“Emeğin Bereketi” başlığını uygun gördük, Kiltablet’in hasat konulu 2018 Eylül
sayısına.
Çiçek çiçek dolaşıp kendi enzimleriyle karıştırarak bal üreten arıya minnetimizden,
hapur hupur dut yaprağı yiyen oburcuk tırtılın kendini hapsettiği kozasında, ipek
üretmesine hayranlığımızdan koyduk bu başlığı. Her tırtıl kelebek aşamasına
gelmeyebilir, ama minicik halkalarına yakından bakıldığında, ileride kanatlarına
yansıyacak enfes renklerin potansiyeli görülebilir. Kıpır kıpır yaprak yemesine
büyülenirsiniz. Hasada dönüşsün dönüşmesin, o potansiyel, kelebek olma potansiyeli
sadece ondadır, başkasında değil. Bu bile onun çabası karşısında saygıyla eğilmemizi
gerektirir.
Çalışanın döktüğü tere, bulandığı toza toprağa duyduğumuz saygıdan elbette seçtik bu
başlığı. Doyamadığı uykusunu, şanslıysa bulup da iliştiği koltukta sürdüren metrobüs
yolcularına üzüldüğümüzden biraz da.
Gömüldüğümüz mezar kentlerden görebildiğimiz kadarıyla, doğaya ve onun hem
katili, hem muhtacı, hem de parçası olan insana baktık. Emeğin bereketi olarak
gördüğümüz, görmek istediğimiz, sandığımız, öyle olmasını arzu ettiğimiz bu şenlikli,
umutvar çağrışımlarla dolu sözcük, edebiyatın tanıdığı evirme çevirme, çoklu
anlamlandırma olanaklarıyla geniş ufka yol aldığında, hasadımızın amacımız olduğunu
da söyleyebildik. Amaçtı hasat; beklentilerimiz, düşlediklerimiz için gösterdiğimiz
çabanın, yorgunlukların, soluk soluğa kalmanın, yüreğimiz ağzımızda atmanın,
bedbinliğe yenik düşmemenin, başımızı dik tutmanın karşılığıydı!

### Malzeme
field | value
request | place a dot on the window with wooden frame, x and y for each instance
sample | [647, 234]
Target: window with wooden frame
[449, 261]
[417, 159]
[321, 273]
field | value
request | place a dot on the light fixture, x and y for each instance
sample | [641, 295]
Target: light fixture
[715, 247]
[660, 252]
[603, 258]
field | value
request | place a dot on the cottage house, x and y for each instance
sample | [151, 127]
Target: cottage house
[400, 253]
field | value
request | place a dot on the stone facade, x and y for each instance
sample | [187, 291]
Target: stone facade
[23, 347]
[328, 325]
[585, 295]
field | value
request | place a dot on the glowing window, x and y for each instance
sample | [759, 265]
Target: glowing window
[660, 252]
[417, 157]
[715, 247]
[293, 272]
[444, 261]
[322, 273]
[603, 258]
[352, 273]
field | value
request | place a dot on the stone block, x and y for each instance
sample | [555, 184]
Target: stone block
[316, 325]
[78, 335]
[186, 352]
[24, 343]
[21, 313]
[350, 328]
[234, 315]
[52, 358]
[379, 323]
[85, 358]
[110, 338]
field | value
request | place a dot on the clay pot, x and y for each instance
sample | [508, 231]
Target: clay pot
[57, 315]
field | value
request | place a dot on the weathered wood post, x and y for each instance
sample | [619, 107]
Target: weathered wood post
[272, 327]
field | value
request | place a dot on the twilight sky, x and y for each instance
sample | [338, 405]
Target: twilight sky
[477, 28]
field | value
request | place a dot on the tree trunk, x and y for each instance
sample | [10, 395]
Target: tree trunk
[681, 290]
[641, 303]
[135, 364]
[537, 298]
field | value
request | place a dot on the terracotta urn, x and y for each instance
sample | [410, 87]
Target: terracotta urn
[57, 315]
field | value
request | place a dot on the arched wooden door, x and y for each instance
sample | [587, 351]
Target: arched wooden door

### Yapılacak Görevler
A: Hasat yazısına göre “Emeğin Bereketi” başlığı hangi sayı için uygun görülmüştür?
B: Hasat yazısında "Çalışanın döktüğü tere, bulandığı" sözleriyle başlayan yerden "dik tutmanın karşılığıydı!" sözleriyle biten yere kadar her şeyi aynen yeniden yazın.
C: Aşağıdaki ifadelerin hasat yazısıyla uyuşup uyuşmadığını belirtin. Her biri için evet ya da hayır deyin ve yazıdaki belirleyici sözleri aynen alıntılayın.
(i) Her tırtıl kelebek aşamasına ulaşır.
(ii) Başlık biraz da metrobüs yolcularına duyulan üzüntüden seçilmiştir.
(iii) Yazıda hasadın bir amaç olduğu söylenir.
Öğeler, hasat yazısından bağımsız, ayrı bir malzemedir.

### Görev Yanıtları
A: Kiltablet’in hasat konulu 2018 Eylül sayısı için.

B:
Çalışanın döktüğü tere, bulandığı toza toprağa duyduğumuz saygıdan elbette seçtik bu
başlığı. Doyamadığı uykusunu, şanslıysa bulup da iliştiği koltukta sürdüren metrobüs
yolcularına üzüldüğümüzden biraz da.
Gömüldüğümüz mezar kentlerden görebildiğimiz kadarıyla, doğaya ve onun hem
katili, hem muhtacı, hem de parçası olan insana baktık. Emeğin bereketi olarak
gördüğümüz, görmek istediğimiz, sandığımız, öyle olmasını arzu ettiğimiz bu şenlikli,
umutvar çağrışımlarla dolu sözcük, edebiyatın tanıdığı evirme çevirme, çoklu
anlamlandırma olanaklarıyla geniş ufka yol aldığında, hasadımızın amacımız olduğunu
da söyleyebildik. Amaçtı hasat; beklentilerimiz, düşlediklerimiz için gösterdiğimiz
çabanın, yorgunlukların, soluk soluğa kalmanın, yüreğimiz ağzımızda atmanın,
bedbinliğe yenik düşmemenin, başımızı dik tutmanın karşılığıydı!

C:
(i) Hayır: “Her tırtıl kelebek aşamasına gelmeyebilir”
(ii) Evet: “metrobüs yolcularına üzüldüğümüzden biraz da”
(iii) Evet: “Amaçtı hasat”